● **Source text**:
________________________________________
Carsten Husek aka sophist - ?
Andrew Stoner aka neoweasel - USA
Diana aka dream66_ - ?
Thomas Gordanier aka Thomas Hobbes - USA


----------



## KitanaVorr (Jan 3, 2004)

psychognome said:
			
		

> Patrik stops to take a breath, seems to think of something and then he speaks again. "Hey, I think somebody said this already, but what if we're just characters being played in a great roleplaying game somewhere? Now that would be a blast, eh?"




*Announcer:*_And so we are left with bold Patrik's words echoing in the artificial air of Solid Snakes resturant on the frozen Cayuga Lake.  But what transpired before that?  What fate locked our plucky heros and heroines onto this destiny that is sure to change their lives in ways still yet to be known?

And how did it all begin?

The Ithacon, the simple convention hosted by Cornell University students, the one that drew these fated members from a elite society known as..._enworlders_.  As they played in a room, a yellow mouse appeared.  And like the white rabbit of Alice's legend led them into a world like no other.
________________________________________
● **Data**:
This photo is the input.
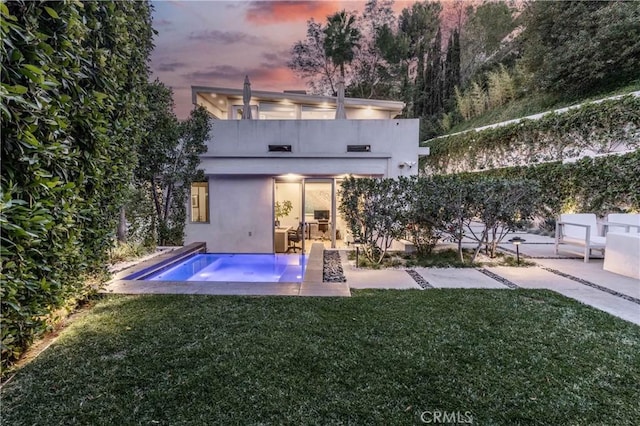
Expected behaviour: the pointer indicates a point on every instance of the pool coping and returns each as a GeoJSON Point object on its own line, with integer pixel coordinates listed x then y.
{"type": "Point", "coordinates": [311, 285]}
________________________________________
● **Exercise objective**: Rewrite everything in the forum excerpt from "## KitanaVorr (Jan" down to "to be known?", renaming "Patrik" to "Peter" each time it appears. The listing is separate from the forum excerpt.

● **Response below**:
## KitanaVorr (Jan 3, 2004)

psychognome said:
			
		

> Peter stops to take a breath, seems to think of something and then he speaks again. "Hey, I think somebody said this already, but what if we're just characters being played in a great roleplaying game somewhere? Now that would be a blast, eh?"




*Announcer:*_And so we are left with bold Peter's words echoing in the artificial air of Solid Snakes resturant on the frozen Cayuga Lake.  But what transpired before that?  What fate locked our plucky heros and heroines onto this destiny that is sure to change their lives in ways still yet to be known?